---------- RECORDS SUPPLIED
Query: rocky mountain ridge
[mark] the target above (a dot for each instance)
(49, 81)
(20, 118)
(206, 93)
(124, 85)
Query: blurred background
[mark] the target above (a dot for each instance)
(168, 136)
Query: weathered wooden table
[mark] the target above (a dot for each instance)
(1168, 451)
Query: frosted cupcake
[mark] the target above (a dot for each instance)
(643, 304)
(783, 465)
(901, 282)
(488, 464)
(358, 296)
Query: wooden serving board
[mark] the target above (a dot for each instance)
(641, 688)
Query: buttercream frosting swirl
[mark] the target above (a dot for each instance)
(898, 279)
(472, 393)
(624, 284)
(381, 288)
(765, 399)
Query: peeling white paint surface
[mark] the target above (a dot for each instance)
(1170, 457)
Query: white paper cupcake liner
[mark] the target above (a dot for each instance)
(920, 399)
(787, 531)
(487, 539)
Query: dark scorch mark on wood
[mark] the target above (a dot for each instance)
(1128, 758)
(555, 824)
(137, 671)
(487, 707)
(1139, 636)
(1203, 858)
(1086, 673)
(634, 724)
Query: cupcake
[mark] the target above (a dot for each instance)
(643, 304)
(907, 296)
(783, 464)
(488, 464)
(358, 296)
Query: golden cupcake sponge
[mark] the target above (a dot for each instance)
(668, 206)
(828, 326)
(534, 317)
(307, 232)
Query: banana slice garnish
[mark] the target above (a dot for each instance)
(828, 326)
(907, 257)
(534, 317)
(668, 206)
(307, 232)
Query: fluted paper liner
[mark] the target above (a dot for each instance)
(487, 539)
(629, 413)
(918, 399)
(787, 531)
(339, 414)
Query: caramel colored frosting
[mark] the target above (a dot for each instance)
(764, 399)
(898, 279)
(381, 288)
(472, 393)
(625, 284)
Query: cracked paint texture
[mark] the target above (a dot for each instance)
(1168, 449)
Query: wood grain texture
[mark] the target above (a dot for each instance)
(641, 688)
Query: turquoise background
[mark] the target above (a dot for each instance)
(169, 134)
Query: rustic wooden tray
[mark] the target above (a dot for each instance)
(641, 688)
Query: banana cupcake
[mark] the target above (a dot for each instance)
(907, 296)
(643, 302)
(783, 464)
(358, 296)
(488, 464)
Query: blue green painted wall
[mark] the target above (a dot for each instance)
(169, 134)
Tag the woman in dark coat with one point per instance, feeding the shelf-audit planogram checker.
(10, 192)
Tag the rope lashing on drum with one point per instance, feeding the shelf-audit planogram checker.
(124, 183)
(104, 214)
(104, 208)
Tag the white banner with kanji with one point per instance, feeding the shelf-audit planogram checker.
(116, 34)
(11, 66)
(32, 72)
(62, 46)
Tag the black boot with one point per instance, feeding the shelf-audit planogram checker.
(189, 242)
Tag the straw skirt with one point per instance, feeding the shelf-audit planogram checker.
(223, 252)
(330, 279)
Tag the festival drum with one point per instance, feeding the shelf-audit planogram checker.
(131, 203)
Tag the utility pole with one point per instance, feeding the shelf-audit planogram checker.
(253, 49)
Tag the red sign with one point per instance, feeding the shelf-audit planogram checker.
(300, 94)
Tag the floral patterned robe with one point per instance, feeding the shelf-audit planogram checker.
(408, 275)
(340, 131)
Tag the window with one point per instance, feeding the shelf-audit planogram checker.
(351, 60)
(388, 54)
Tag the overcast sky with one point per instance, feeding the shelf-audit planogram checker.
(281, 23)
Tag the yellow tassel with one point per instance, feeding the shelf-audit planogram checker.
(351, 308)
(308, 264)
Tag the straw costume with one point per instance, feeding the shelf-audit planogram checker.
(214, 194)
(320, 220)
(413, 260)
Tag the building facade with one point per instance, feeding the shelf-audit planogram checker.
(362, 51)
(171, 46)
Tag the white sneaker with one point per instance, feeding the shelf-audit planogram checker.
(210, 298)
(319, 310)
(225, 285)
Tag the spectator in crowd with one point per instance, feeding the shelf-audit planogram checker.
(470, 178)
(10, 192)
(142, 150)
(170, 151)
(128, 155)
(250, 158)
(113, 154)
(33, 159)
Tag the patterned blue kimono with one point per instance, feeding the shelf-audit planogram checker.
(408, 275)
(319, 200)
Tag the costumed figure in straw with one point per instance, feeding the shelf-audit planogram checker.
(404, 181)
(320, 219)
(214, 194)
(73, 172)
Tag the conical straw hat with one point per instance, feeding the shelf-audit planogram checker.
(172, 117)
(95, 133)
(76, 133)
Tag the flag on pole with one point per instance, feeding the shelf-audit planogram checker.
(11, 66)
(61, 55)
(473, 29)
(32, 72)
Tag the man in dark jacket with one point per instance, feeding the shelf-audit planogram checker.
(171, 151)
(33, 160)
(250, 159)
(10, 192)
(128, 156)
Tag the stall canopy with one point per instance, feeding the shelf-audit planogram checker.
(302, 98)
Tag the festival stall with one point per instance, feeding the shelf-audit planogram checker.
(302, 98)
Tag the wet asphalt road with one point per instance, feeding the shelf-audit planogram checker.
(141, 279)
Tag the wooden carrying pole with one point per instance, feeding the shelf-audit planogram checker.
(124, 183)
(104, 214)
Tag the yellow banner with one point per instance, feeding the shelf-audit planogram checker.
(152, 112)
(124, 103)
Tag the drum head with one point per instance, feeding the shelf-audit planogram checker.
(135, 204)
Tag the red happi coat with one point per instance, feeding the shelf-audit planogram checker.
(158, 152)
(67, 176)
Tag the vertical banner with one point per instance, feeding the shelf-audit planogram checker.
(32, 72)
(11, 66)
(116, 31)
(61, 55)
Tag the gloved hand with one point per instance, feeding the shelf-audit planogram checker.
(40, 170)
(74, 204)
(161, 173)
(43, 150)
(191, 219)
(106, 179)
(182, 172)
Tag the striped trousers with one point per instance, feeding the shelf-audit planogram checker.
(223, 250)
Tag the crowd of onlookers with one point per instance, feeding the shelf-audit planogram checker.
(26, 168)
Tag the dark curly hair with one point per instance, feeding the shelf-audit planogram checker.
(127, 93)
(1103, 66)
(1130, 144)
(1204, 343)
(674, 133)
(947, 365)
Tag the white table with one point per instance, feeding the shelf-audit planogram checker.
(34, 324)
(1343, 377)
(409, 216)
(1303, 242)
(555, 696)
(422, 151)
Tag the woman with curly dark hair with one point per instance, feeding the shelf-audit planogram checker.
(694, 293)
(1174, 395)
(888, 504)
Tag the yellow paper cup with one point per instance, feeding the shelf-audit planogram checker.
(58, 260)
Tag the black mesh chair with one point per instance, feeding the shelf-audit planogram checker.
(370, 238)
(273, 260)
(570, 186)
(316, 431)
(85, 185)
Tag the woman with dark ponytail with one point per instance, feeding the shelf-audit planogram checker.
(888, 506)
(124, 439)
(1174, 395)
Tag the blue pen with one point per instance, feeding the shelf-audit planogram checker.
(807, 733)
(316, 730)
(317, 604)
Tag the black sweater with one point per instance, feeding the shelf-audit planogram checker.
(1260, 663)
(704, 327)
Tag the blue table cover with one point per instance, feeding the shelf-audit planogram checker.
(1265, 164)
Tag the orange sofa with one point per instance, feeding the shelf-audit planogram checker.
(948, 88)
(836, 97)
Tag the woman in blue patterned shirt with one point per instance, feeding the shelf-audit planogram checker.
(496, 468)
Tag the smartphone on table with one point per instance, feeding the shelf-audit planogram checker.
--------------------
- INSTRUCTIONS FOR THE TASK: Rescale the lines starting at the first line of the records and ending at the line that contains "(1168, 449)", both included. Reproduce each of those lines, requests included, and multiply every coordinate in the answers by 0.2, rounding to whole numbers with halves rounded up. Output only those lines.

- EXERCISE RESPONSE:
Query: rocky mountain ridge
[mark] the target above (a dot for each instance)
(10, 16)
(4, 24)
(41, 19)
(25, 17)
Query: blurred background
[mark] the target above (a dot for each instance)
(34, 27)
Query: weathered wooden table
[mark] the target above (a dot for each instance)
(234, 90)
Query: frosted cupcake
[mark] the target above (a dot for each instance)
(129, 61)
(157, 93)
(180, 56)
(98, 93)
(72, 59)
Query: wooden serving board
[mark] the target above (a dot for each instance)
(128, 138)
Query: buttercream frosting swirl
[mark] the target above (a dot for each instance)
(180, 56)
(94, 79)
(125, 57)
(76, 58)
(153, 80)
Query: peeling white paint surface
[mark] the target above (a dot for each instance)
(234, 91)
Query: white paper cupcake liner
[mark] the target above (a dot for each instance)
(184, 80)
(157, 106)
(97, 108)
Query: dark scorch mark on wood
[mark] the target above (a dot for each instance)
(226, 152)
(111, 165)
(27, 134)
(97, 141)
(228, 127)
(241, 172)
(217, 135)
(127, 145)
Query: cupcake
[mark] the target above (a dot for each instance)
(129, 61)
(181, 59)
(157, 93)
(98, 93)
(72, 59)
Query: golden cupcake sponge
[mark] the target above (a dot for each instance)
(134, 41)
(166, 65)
(107, 63)
(61, 46)
Query: banana slice garnish
[mark] the target above (a dot for each instance)
(166, 65)
(181, 51)
(107, 63)
(134, 41)
(61, 46)
Query: fluted paper liner
[mark] the target above (a dot for each instance)
(97, 108)
(126, 83)
(184, 80)
(157, 106)
(68, 83)
Query: caramel colored frosting
[mark] the target above (a dot for each instance)
(153, 80)
(180, 56)
(76, 58)
(94, 79)
(125, 57)
Query: cracked paint texture
[mark] the target above (a dot for each instance)
(234, 90)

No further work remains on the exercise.